**EXERCISE REQUIREMENTS**
Go through the data line by line. Copy each one holding the string "reflection".

**EXTRACTED INFORMATION**
Start of Block

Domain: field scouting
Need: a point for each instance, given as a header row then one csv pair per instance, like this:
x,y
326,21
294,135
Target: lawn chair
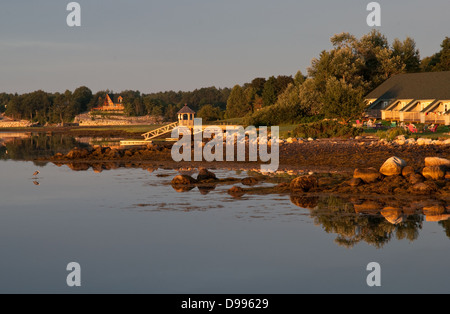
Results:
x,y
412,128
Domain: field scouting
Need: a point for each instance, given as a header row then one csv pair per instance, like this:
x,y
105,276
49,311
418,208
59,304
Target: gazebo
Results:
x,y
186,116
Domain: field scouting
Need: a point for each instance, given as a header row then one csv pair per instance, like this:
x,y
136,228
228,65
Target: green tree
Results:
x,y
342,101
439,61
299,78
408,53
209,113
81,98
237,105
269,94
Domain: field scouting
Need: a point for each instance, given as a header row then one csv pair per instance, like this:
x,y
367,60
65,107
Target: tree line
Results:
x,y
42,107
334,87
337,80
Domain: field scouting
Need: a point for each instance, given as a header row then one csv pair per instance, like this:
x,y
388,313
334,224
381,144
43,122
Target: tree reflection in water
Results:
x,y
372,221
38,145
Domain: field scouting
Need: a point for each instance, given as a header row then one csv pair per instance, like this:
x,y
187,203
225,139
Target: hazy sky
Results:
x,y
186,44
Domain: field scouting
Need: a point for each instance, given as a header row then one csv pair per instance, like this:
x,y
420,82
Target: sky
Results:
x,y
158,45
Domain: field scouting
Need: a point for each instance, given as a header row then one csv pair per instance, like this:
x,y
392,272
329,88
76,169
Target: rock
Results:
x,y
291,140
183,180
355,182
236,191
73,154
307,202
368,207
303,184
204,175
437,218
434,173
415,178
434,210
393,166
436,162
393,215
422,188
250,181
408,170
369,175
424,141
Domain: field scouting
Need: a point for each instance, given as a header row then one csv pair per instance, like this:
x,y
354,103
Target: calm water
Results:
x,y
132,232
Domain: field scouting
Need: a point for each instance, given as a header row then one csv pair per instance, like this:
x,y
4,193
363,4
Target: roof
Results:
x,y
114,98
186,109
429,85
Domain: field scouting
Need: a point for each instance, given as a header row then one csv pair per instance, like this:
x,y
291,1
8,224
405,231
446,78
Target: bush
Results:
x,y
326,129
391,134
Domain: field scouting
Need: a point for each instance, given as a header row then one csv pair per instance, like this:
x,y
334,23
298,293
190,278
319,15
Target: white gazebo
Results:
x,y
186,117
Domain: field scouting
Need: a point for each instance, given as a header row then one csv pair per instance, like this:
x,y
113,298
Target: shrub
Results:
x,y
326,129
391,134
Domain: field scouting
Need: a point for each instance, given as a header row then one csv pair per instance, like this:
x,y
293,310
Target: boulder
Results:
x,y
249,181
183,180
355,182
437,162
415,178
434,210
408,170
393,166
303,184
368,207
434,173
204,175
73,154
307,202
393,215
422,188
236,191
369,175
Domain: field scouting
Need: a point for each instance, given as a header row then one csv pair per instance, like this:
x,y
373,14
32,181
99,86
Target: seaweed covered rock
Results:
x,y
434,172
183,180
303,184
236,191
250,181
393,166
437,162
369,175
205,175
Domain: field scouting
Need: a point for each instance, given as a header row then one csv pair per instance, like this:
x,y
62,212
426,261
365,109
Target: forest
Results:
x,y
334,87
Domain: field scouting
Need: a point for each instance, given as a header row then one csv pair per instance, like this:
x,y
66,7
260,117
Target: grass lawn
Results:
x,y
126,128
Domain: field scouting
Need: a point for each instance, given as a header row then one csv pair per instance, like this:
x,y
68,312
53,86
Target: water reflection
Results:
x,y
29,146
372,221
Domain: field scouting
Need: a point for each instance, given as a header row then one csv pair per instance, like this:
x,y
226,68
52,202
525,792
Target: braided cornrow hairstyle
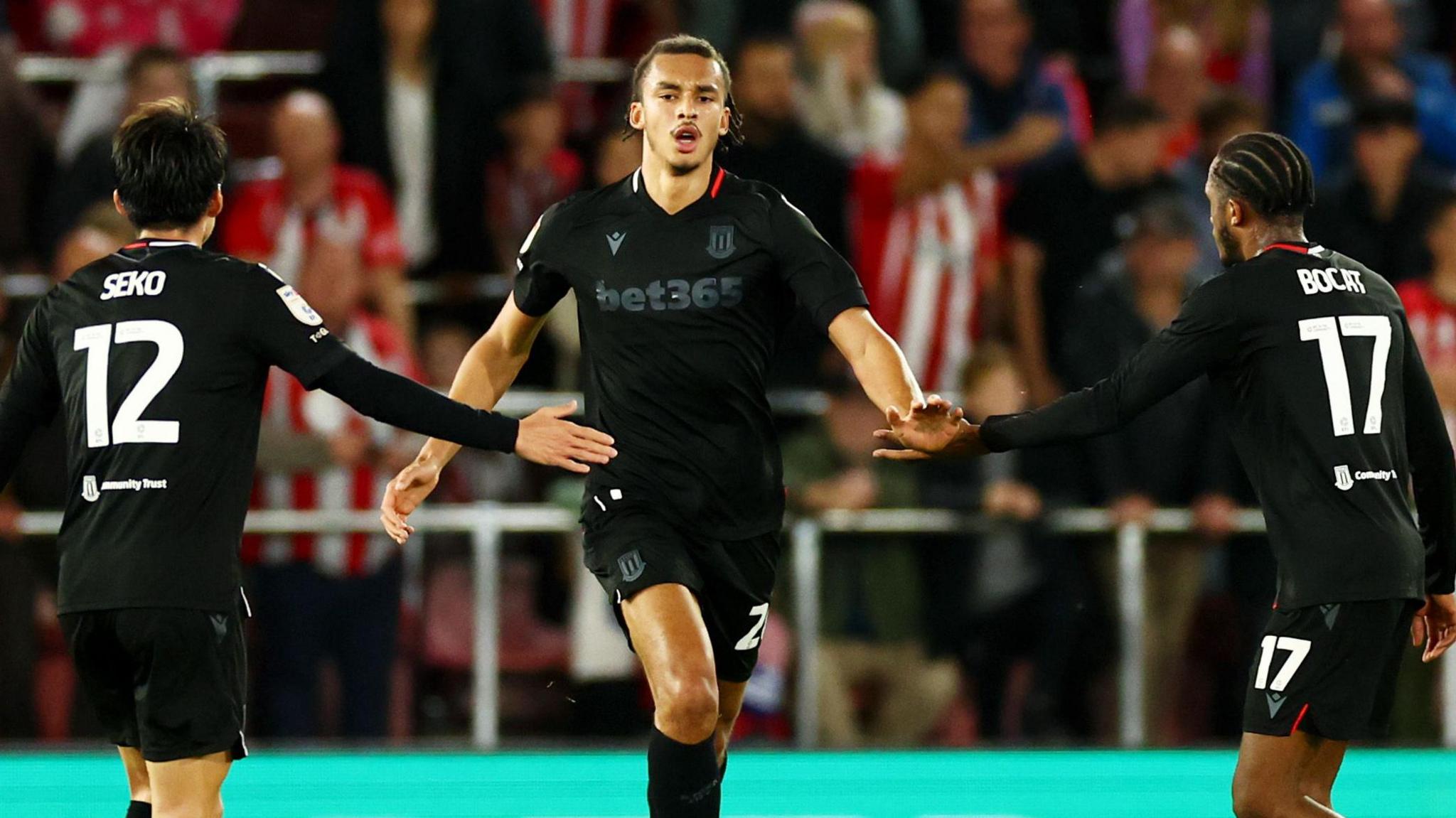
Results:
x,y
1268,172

End of Block

**TASK OUTPUT**
Target: tree reflection in water
Target: water reflection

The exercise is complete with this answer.